[begin Reading text]

Participants: Greg Roberts, Alexander WatsonComments
Photos with this report (click to enlarge)
The primary aim of this trip with Alexander Watson was to see the Black Grasswren, one of the most difficult Australian endemics to snare because of the remote, difficult-to-access area in which the bird lives – the sandstone escarpments of the West Kimberley. Our itinerary was as follows:
June 16 – We departed Broome in our well-stocked 4-wheel drive at 6am, heading towards Derby and then eastwards along the Gibb River Road, turning north at its junction with the Kalumburu Road. We arrived late-afternoon at Drysdale River Station, where we camped the night.
June 17 – Early morning birding around the station before heading north, leaving the Kalumburu Road to head west to Mitchell River National Park. The road as far as the junction was not as bad as we expected; the last 88 kilometres were rougher and with deeper stream crossings, though easily manageable with care. We arrived around lunch-time, birding a little in the late afternoon; overnight in the busy park camp-ground.

[end Reading text]

> [Task brief]: Copy the birding trip report between "Participants: Greg Roberts, Alexander" and "camped the night.", inclusive, substituting "camper van" for "4-wheel drive". The entries that come next are separate material, apart from the birding trip report.

[begin Dataset extract]

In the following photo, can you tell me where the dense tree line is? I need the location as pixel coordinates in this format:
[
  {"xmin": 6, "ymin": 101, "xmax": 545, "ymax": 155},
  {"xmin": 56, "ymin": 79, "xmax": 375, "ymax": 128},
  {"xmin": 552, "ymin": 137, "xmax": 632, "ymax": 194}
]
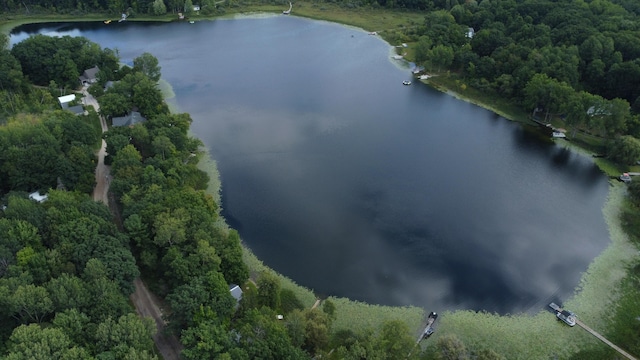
[
  {"xmin": 0, "ymin": 190, "xmax": 155, "ymax": 359},
  {"xmin": 0, "ymin": 34, "xmax": 57, "ymax": 119},
  {"xmin": 11, "ymin": 35, "xmax": 120, "ymax": 89},
  {"xmin": 0, "ymin": 110, "xmax": 100, "ymax": 194}
]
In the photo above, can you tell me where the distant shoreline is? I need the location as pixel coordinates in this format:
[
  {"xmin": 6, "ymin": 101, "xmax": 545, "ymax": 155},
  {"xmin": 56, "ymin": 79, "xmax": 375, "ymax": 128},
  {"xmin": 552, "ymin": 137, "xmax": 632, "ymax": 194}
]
[{"xmin": 0, "ymin": 12, "xmax": 633, "ymax": 358}]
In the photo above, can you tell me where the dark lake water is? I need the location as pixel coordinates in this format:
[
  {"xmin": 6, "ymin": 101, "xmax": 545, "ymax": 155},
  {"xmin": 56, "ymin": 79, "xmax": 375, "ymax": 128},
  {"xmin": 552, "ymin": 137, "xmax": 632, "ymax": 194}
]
[{"xmin": 12, "ymin": 16, "xmax": 609, "ymax": 313}]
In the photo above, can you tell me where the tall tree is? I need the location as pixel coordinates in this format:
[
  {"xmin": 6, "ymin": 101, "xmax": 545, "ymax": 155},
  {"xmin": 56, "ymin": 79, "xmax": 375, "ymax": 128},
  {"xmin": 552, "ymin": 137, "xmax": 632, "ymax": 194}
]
[{"xmin": 133, "ymin": 52, "xmax": 162, "ymax": 82}]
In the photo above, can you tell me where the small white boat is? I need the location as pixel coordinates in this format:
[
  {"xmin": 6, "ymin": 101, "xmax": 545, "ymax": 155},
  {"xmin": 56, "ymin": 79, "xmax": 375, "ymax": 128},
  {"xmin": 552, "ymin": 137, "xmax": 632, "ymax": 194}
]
[{"xmin": 620, "ymin": 173, "xmax": 631, "ymax": 183}]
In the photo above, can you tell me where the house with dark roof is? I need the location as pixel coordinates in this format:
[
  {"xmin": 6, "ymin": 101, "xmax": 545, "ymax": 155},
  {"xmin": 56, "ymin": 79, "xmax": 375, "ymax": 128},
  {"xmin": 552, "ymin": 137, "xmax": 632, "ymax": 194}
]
[
  {"xmin": 111, "ymin": 111, "xmax": 147, "ymax": 126},
  {"xmin": 78, "ymin": 66, "xmax": 100, "ymax": 86},
  {"xmin": 229, "ymin": 284, "xmax": 242, "ymax": 306},
  {"xmin": 58, "ymin": 94, "xmax": 84, "ymax": 115}
]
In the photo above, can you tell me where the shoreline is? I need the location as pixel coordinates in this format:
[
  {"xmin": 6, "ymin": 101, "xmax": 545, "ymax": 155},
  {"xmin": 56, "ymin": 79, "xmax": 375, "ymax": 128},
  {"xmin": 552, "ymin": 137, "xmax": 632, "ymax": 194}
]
[{"xmin": 0, "ymin": 13, "xmax": 638, "ymax": 359}]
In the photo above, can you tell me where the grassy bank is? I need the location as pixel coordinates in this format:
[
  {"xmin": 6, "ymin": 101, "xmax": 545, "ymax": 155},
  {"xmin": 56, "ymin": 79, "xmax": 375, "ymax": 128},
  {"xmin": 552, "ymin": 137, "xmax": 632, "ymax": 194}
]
[
  {"xmin": 6, "ymin": 8, "xmax": 637, "ymax": 359},
  {"xmin": 434, "ymin": 183, "xmax": 637, "ymax": 359}
]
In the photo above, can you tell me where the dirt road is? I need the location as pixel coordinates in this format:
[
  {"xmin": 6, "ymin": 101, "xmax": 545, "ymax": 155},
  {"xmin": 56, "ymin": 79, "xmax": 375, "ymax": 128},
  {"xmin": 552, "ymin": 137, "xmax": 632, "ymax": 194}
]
[
  {"xmin": 131, "ymin": 279, "xmax": 182, "ymax": 360},
  {"xmin": 82, "ymin": 90, "xmax": 111, "ymax": 204},
  {"xmin": 82, "ymin": 89, "xmax": 182, "ymax": 360}
]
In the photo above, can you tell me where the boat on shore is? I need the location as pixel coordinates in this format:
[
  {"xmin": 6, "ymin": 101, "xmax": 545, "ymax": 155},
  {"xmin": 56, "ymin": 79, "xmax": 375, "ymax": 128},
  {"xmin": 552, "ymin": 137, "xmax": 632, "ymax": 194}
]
[
  {"xmin": 422, "ymin": 311, "xmax": 438, "ymax": 339},
  {"xmin": 549, "ymin": 303, "xmax": 576, "ymax": 326}
]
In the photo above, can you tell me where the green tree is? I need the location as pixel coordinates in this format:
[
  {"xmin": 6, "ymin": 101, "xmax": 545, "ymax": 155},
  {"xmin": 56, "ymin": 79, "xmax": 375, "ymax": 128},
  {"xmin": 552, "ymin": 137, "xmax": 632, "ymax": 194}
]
[
  {"xmin": 133, "ymin": 52, "xmax": 161, "ymax": 82},
  {"xmin": 9, "ymin": 284, "xmax": 53, "ymax": 323},
  {"xmin": 180, "ymin": 320, "xmax": 232, "ymax": 360},
  {"xmin": 5, "ymin": 324, "xmax": 77, "ymax": 360},
  {"xmin": 95, "ymin": 314, "xmax": 155, "ymax": 358},
  {"xmin": 429, "ymin": 45, "xmax": 454, "ymax": 71},
  {"xmin": 257, "ymin": 271, "xmax": 280, "ymax": 310},
  {"xmin": 414, "ymin": 35, "xmax": 432, "ymax": 64},
  {"xmin": 376, "ymin": 320, "xmax": 417, "ymax": 359}
]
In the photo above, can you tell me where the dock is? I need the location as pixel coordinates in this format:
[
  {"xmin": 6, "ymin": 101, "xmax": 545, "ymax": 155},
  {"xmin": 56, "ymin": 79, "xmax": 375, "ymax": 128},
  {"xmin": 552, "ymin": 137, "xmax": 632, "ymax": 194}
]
[
  {"xmin": 576, "ymin": 320, "xmax": 637, "ymax": 360},
  {"xmin": 416, "ymin": 311, "xmax": 438, "ymax": 345},
  {"xmin": 549, "ymin": 303, "xmax": 638, "ymax": 360}
]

[end Dataset extract]

> [The response]:
Participants: Greg Roberts, Alexander WatsonComments
Photos with this report (click to enlarge)
The primary aim of this trip with Alexander Watson was to see the Black Grasswren, one of the most difficult Australian endemics to snare because of the remote, difficult-to-access area in which the bird lives – the sandstone escarpments of the West Kimberley. Our itinerary was as follows:
June 16 – We departed Broome in our well-stocked camper van at 6am, heading towards Derby and then eastwards along the Gibb River Road, turning north at its junction with the Kalumburu Road. We arrived late-afternoon at Drysdale River Station, where we camped the night.